▸ **SOURCE DOCUMENT**:
--*--

Sea Trail Golf Resort has renovations planned
The three-course Sea Trail Golf Resort & Convention Center in Sunset Beach, N.C., will be undergoing an estimated $1.3 million in renovations this summer, highlighted by the installation of new greens on its Jones Course and renovation of its Magnolias Restaurant.
More renovations are planned in the next couple years, as well.
The Jones Course is scheduled to close on June 27 and reopen on Sept. 6, and the restaurant will likely be closed about the same dates.
The 6,761-yard Rees Jones design that opened in 1989 has L93 bentgrass on its greens but will be receiving Champion ultradwarf Bermudagrass, which is already featured on the resort's Byrd Course. The Jones Course received cart path and bunker renovations last year.
Resort operators hope to implement a renovation project on the Byrd Course next year and the Maples Course, which still has bentgrass greens, might undergo a green-changing renovation project in a couple years.
To help oversee and implement the improvements, Sea Trail hired Raymond Crabb in January. Crabb has been involved in hotel and resort management on the Grand Strand since 1985. He worked 12 years at the Landmark Hotel, a few years at Ocean Drive Resorts in North Myrtle Beach and most recently spent 16 years as the director of regional operations for Myrtle Beach National at Litchfield Beach & Golf Resort.
“I think over the next three to five years there is a lot we can get done here,” Crabb said. “We have a plan, we just have to execute the plan year after year.”
The 2,000-acre community was purchased in June 2013 at a Chapter 11 bankruptcy auction for $8.5 million by a Chinese businessman known as Mr. Pan, and has had a lot of turnover at key positions since.
Crabb hopes stability has arrived.
Andrew Galbraith, who spent several years as a pro with ClubCorp, has been at Sea Trail about 18 months and was promoted to the head pro position last October.
In February, Sea Trail contracted with A.J. Gohil’s Worldwide Golf Marketing company to increase its marketing and package play. Gohil has 23 years of golf course marketing experience with Myrtle Beach National and National Golf Management, and has eight courses under his umbrella.

--*--

▸ **RECORD SET**:
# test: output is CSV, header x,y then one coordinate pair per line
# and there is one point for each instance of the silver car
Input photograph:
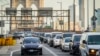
x,y
65,44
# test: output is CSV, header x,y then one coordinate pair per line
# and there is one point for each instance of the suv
x,y
52,37
90,44
74,44
31,45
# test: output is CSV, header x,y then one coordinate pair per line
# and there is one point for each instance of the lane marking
x,y
11,54
50,51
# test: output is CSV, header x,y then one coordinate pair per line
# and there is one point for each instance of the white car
x,y
89,44
57,40
65,44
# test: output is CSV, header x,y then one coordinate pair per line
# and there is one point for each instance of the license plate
x,y
31,50
97,53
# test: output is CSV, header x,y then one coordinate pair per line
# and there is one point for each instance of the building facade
x,y
26,21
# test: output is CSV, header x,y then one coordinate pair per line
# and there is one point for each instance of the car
x,y
17,35
31,45
51,39
28,35
89,44
46,36
74,44
65,44
57,40
66,35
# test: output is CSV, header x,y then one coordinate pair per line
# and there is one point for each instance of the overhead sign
x,y
45,12
11,11
26,11
1,23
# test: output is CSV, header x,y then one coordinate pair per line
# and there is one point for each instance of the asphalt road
x,y
47,51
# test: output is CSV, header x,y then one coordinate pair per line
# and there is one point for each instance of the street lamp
x,y
2,15
74,15
61,10
94,26
88,15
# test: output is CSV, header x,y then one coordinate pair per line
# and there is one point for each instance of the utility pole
x,y
88,15
94,21
74,18
61,11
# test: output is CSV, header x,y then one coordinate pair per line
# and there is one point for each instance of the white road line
x,y
50,51
11,54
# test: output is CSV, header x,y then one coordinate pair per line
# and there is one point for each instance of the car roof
x,y
31,37
69,33
92,33
67,38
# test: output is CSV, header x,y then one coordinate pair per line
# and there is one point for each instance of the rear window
x,y
94,39
67,40
59,37
67,35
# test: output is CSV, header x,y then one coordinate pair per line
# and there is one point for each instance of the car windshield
x,y
77,38
67,35
67,40
94,40
31,40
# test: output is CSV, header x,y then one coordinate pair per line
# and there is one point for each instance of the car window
x,y
28,35
94,39
67,35
58,37
31,40
77,38
55,34
67,40
48,35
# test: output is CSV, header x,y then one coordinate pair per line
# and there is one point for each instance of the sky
x,y
65,5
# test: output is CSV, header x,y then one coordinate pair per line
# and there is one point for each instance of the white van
x,y
89,44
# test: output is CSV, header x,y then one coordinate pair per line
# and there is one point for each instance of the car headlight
x,y
92,50
23,46
40,46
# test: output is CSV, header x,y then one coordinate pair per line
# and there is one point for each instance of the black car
x,y
31,45
51,39
74,44
17,35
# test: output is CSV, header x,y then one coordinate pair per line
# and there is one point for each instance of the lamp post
x,y
2,15
88,15
74,18
94,26
61,10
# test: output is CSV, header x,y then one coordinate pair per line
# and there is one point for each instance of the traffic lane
x,y
45,53
58,52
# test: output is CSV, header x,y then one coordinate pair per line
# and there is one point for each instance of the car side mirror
x,y
70,40
84,42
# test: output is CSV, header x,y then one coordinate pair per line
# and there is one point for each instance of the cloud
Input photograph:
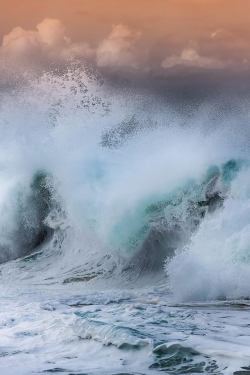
x,y
190,57
47,41
120,48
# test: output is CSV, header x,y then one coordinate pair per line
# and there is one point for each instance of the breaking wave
x,y
102,186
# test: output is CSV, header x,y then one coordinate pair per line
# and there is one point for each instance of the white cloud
x,y
48,41
119,48
191,58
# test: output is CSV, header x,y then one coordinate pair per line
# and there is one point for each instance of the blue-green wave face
x,y
195,198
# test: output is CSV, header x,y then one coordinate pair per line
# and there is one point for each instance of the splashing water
x,y
104,191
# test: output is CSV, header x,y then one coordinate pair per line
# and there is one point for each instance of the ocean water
x,y
124,232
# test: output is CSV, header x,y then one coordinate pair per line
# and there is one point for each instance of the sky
x,y
198,39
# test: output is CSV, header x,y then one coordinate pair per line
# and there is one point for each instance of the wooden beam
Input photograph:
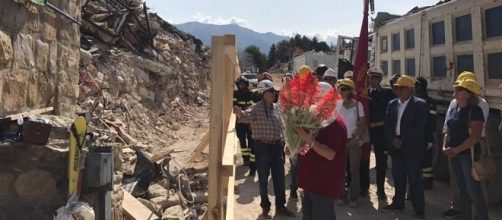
x,y
135,210
230,203
216,128
202,145
228,161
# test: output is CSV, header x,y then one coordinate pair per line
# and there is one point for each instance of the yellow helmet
x,y
303,70
347,82
470,85
405,81
467,75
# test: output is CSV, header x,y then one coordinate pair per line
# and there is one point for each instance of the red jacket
x,y
319,175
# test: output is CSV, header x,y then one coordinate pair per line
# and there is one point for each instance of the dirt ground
x,y
247,204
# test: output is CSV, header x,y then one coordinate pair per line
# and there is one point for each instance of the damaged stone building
x,y
137,77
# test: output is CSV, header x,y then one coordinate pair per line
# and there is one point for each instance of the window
x,y
439,66
396,42
385,67
463,28
495,65
493,16
410,67
410,39
383,44
396,67
438,33
465,63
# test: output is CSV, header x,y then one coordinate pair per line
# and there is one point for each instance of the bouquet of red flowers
x,y
302,107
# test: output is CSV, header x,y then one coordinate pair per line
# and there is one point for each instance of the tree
x,y
271,59
259,59
315,43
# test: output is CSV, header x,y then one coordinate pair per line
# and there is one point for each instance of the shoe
x,y
392,208
285,212
420,215
266,213
428,186
451,214
341,202
293,195
363,193
246,163
382,196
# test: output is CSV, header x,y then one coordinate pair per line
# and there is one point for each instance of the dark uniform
x,y
245,98
427,170
378,102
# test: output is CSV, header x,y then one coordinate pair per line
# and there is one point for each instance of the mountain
x,y
245,36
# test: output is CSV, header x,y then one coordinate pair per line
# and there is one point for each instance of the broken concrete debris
x,y
140,80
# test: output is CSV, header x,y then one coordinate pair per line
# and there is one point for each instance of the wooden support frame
x,y
222,141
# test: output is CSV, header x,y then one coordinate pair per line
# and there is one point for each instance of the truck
x,y
438,43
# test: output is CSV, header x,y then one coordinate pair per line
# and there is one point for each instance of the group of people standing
x,y
333,166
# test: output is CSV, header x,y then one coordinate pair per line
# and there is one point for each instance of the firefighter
x,y
421,92
243,98
379,97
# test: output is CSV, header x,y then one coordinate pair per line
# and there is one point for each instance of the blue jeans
x,y
470,189
293,171
407,170
270,159
317,207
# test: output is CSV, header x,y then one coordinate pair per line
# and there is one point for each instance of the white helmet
x,y
375,71
264,86
324,88
348,74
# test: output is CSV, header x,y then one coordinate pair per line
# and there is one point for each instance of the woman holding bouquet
x,y
321,169
352,113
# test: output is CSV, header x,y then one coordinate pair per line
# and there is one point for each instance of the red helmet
x,y
264,76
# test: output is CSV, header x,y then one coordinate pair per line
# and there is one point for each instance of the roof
x,y
385,17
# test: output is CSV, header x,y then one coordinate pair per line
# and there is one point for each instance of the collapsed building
x,y
137,79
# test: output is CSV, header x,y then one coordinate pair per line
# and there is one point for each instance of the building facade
x,y
442,41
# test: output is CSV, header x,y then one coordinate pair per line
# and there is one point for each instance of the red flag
x,y
361,63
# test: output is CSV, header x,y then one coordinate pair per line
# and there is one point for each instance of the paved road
x,y
247,201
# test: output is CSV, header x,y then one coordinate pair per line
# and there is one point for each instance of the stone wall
x,y
39,56
33,180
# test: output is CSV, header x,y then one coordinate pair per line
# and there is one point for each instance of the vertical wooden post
x,y
215,209
224,71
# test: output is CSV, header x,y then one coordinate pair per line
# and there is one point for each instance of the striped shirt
x,y
266,122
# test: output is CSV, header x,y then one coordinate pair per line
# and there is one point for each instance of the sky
x,y
323,18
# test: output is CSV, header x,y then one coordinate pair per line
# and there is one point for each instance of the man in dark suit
x,y
379,98
405,123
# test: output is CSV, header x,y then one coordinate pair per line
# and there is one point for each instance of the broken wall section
x,y
39,56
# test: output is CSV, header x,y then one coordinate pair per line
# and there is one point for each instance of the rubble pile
x,y
142,80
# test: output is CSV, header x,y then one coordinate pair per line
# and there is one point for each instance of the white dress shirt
x,y
401,108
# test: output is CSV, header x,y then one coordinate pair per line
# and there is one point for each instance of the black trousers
x,y
270,159
406,169
380,144
427,170
247,144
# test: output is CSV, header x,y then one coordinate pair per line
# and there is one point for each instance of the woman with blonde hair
x,y
465,124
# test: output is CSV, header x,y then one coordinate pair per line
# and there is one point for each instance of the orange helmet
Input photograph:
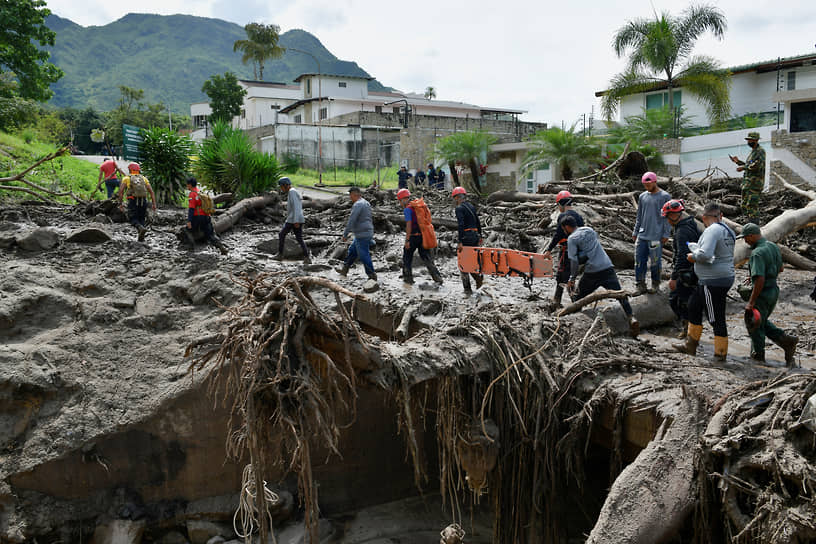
x,y
563,195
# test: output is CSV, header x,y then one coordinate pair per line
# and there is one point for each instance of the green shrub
x,y
166,163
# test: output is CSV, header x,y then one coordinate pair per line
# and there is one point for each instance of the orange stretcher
x,y
495,261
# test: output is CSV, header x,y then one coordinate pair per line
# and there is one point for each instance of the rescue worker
x,y
564,202
683,280
764,266
583,247
136,188
753,180
470,232
713,259
198,219
294,219
109,169
413,242
362,226
650,233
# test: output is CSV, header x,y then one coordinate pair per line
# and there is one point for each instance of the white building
x,y
755,89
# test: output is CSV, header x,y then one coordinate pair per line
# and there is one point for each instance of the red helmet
x,y
672,206
649,177
563,195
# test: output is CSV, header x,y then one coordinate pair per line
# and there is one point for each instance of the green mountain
x,y
170,57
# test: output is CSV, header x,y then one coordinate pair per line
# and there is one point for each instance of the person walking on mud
x,y
136,188
764,266
108,169
470,231
583,247
650,233
713,258
683,280
198,217
564,202
362,226
413,241
294,219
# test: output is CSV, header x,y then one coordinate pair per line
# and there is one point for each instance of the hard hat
x,y
563,195
672,206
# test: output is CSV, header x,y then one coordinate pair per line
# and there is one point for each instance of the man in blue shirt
x,y
650,233
583,247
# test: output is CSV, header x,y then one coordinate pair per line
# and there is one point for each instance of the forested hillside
x,y
170,57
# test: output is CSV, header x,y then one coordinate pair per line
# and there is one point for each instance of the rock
x,y
371,286
119,531
200,531
91,235
38,239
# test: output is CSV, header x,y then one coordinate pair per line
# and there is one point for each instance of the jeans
x,y
590,281
648,254
359,249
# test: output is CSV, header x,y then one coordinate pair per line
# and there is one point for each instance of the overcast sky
x,y
546,57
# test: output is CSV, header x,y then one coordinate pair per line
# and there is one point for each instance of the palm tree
x,y
661,58
466,147
568,150
261,45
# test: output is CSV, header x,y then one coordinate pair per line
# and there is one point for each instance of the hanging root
x,y
286,363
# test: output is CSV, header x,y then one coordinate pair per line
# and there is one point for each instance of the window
x,y
791,81
658,100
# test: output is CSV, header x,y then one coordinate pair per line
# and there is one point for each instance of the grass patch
x,y
61,174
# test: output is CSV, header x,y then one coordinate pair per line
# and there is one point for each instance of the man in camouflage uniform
x,y
754,176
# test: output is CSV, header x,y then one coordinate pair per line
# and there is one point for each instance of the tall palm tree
x,y
261,45
567,150
660,57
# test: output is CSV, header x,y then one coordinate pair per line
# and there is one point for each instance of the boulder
x,y
91,235
38,239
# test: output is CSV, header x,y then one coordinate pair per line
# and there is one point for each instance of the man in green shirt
x,y
764,265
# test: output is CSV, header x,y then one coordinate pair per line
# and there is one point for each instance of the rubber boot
x,y
692,340
720,348
788,343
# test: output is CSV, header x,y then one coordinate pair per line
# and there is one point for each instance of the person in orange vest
x,y
413,242
198,219
470,231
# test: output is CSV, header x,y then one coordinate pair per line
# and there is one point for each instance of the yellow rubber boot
x,y
692,340
720,348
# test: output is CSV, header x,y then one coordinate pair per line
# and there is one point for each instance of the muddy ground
x,y
104,431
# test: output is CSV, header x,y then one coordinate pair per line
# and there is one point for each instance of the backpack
x,y
424,220
138,186
207,205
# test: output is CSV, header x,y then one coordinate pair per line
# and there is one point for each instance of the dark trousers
x,y
359,249
137,211
415,243
287,228
710,299
607,279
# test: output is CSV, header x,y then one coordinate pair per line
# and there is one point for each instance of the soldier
x,y
764,265
753,176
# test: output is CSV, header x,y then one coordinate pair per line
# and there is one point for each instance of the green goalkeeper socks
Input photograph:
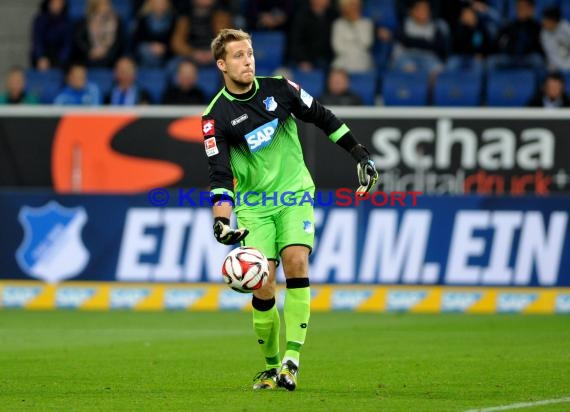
x,y
266,324
297,311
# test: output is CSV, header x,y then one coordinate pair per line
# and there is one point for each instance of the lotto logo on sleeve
x,y
208,127
211,147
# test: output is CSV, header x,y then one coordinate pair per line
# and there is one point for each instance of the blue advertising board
x,y
454,241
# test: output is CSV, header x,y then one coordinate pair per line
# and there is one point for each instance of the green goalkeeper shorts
x,y
289,225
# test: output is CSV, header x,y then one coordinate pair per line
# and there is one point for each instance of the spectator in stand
x,y
270,14
551,95
77,91
184,91
98,39
488,15
338,90
196,28
472,42
352,38
422,43
126,91
555,39
518,42
310,39
154,28
51,37
16,89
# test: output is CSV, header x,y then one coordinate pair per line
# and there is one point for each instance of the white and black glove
x,y
365,169
225,234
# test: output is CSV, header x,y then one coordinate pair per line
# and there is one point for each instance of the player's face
x,y
239,64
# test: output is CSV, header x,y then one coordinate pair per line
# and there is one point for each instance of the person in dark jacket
x,y
126,91
471,42
98,38
184,91
338,91
154,28
552,93
51,35
422,43
16,89
310,40
518,43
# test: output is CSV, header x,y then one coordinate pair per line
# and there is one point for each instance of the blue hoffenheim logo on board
x,y
52,249
259,138
270,104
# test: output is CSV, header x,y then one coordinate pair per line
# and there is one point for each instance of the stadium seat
x,y
269,50
383,12
364,84
209,81
382,54
510,88
313,82
458,88
154,81
405,89
44,84
103,78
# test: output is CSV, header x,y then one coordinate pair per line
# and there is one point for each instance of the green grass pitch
x,y
188,361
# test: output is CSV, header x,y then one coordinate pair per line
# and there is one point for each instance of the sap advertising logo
x,y
128,297
19,297
459,301
349,299
515,302
52,249
403,300
563,303
261,137
181,298
73,297
231,300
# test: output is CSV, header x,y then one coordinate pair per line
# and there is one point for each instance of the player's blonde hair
x,y
224,37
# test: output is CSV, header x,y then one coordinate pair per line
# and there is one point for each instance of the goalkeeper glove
x,y
225,234
365,169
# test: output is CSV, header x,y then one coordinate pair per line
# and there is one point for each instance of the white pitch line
x,y
521,405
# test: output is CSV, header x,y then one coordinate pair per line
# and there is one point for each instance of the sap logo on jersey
x,y
261,137
52,249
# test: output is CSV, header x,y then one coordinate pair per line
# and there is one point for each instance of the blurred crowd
x,y
346,52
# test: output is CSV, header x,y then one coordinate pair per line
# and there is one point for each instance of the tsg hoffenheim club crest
x,y
52,249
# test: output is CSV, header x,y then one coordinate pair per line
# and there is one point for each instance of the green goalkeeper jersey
x,y
252,140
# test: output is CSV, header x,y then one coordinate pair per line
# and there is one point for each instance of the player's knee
x,y
267,291
295,265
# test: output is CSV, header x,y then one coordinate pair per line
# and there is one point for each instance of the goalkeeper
x,y
251,137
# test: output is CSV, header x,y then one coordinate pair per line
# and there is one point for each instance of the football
x,y
245,269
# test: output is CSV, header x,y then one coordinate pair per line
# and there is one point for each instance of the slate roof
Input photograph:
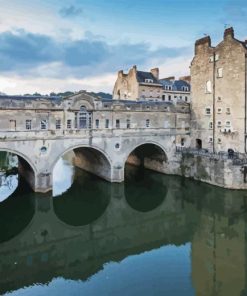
x,y
31,98
141,76
177,85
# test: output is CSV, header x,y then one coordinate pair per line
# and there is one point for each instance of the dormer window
x,y
219,123
220,72
208,111
228,123
208,87
185,88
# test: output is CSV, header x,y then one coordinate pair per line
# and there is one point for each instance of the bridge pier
x,y
43,182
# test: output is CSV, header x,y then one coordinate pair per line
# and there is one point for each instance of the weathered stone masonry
x,y
102,135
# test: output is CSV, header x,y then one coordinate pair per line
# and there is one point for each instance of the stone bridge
x,y
104,135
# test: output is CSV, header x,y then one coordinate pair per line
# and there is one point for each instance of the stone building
x,y
218,82
146,86
176,90
103,134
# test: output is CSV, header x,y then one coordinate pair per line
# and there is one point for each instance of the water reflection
x,y
8,174
87,199
63,176
139,188
190,241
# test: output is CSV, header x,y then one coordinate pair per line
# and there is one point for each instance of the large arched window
x,y
83,118
208,86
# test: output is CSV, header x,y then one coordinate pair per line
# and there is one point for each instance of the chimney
x,y
185,78
229,33
155,72
202,43
170,78
120,73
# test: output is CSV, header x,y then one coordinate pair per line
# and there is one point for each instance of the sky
x,y
55,46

--*--

▸ **WHAT TO DO**:
**a)** Answer these questions from the article on the Sea Trail Golf Resort renovations.
(i) On what date is the Jones Course scheduled to reopen?
(ii) Which grass is already featured on the resort's Byrd Course?
(iii) For how much was the community purchased at the June 2013 bankruptcy auction?
**b)** Continue the article on the Sea Trail Golf Resort renovations from the point where it stops.

▸ **ACTIVITY ANSWERS**:
**a)**
(i) Sept. 6
(ii) Champion ultradwarf Bermudagrass
(iii) $8.5 million

**b)**
In addition to its three courses, Sea Trail includes two golf clubhouses, a 50,000-square-foot convention center, hundreds of stay-and-play villas and rental units, single-family and multifamily homes, unsold lots and undeveloped land.
“Ultimately we want the same standard throughout the resort that the convention center sets,” Crabb said. “The Jones Course is an important part of that, then hopefully we’ll be moving on to the Byrd next winter.”
Magnolia’s Restaurant, which is located in the main Byrd/Jones clubhouse, will receive a complete redesign that includes an enhanced entry, outdoor patio dining with a fire pit and tropical landscaping, and an interior featuring cool slate, natural wood and stone surfaces.
The restaurant will have an open kitchen and buffet line. Theme dinners are planned and Crabb wants to attract meals from convention goers.
“We’re trying to give the homeowners a better dining experience, and you blend that together with what the golfers want … so you’ve got something for everybody, and we feel there are opportunities for local dining,” Crabb said. “Calabash has some restaurants but there’s room for more. So we’re hoping to hit all those markets.”
Food and beverage will be available this summer at the Maples clubhouse and through an expanded beverage cart operation.
Crabb said Sea Trail has supportive homeowners with strong men’s and women’s golf groups. “There are a lot of people who want it to succeed, so with that impetus and with some capital investment we can get back to where we should be,” Crabb said.
“Mr. Pan is an astute businessman and he’s very patient and he’s looking at the investment and return.”